**Problem:** Report each line of the material below that contains the string "truck". Case counts.

**The records:**
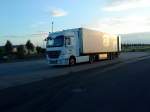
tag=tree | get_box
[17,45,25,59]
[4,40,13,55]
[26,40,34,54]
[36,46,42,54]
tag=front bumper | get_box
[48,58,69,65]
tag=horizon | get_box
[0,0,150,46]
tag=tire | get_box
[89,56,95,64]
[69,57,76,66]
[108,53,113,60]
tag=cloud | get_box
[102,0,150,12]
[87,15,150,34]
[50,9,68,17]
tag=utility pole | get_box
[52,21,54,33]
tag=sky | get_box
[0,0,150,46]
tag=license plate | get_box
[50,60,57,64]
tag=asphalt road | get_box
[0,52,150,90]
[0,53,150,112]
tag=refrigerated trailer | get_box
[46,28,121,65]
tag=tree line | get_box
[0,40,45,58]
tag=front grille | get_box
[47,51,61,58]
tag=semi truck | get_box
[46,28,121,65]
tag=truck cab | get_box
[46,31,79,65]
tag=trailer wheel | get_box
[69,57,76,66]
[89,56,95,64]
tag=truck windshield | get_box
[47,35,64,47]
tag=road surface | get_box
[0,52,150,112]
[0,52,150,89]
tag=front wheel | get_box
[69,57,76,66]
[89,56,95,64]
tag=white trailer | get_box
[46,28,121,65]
==
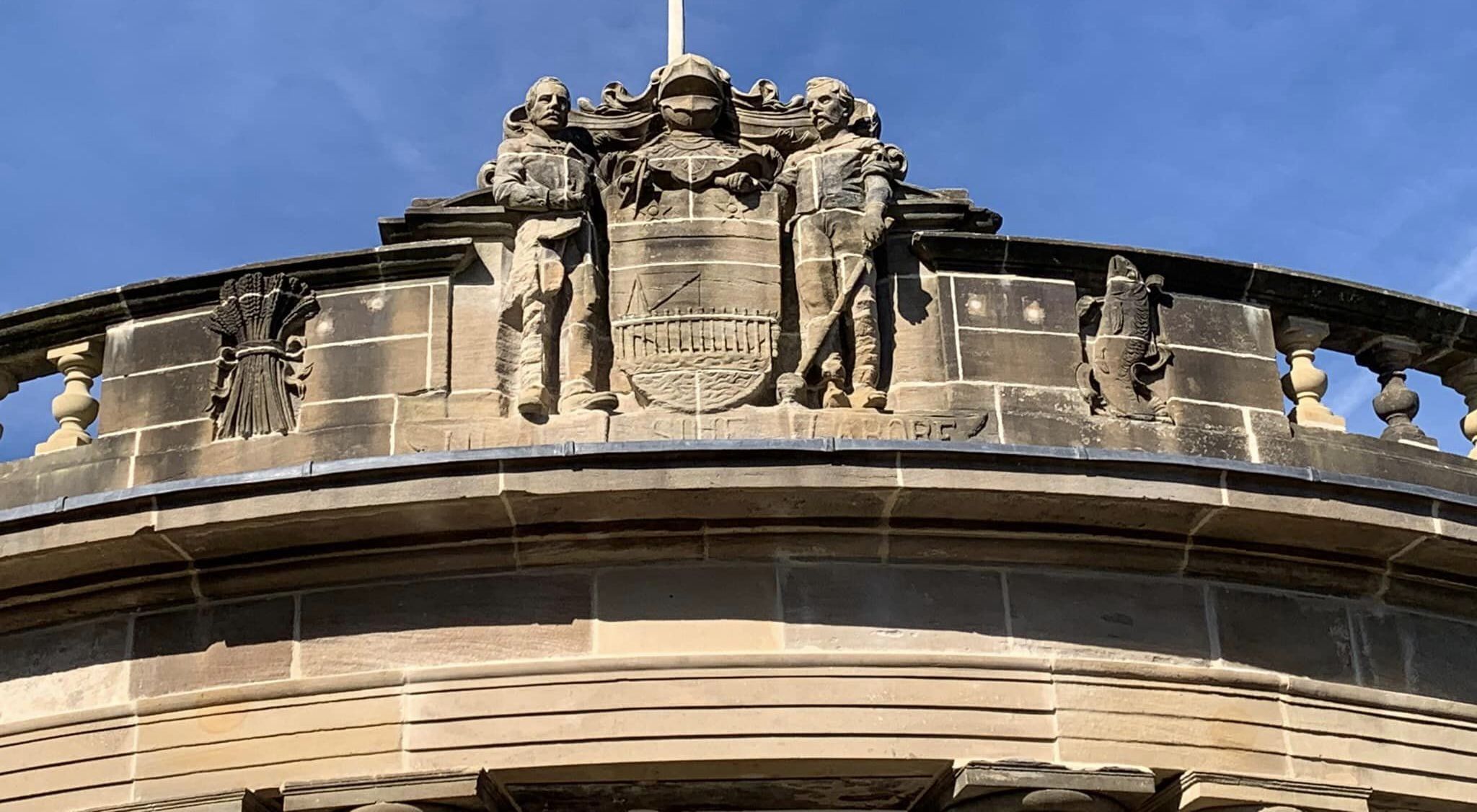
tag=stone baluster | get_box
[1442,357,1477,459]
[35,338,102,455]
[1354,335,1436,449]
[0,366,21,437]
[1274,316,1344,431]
--
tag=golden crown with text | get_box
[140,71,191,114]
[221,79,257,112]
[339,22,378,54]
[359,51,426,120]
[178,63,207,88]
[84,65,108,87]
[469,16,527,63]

**Completed task:**
tag=semi truck | get_box
tag=truck cab | get_box
tag=truck windshield | get_box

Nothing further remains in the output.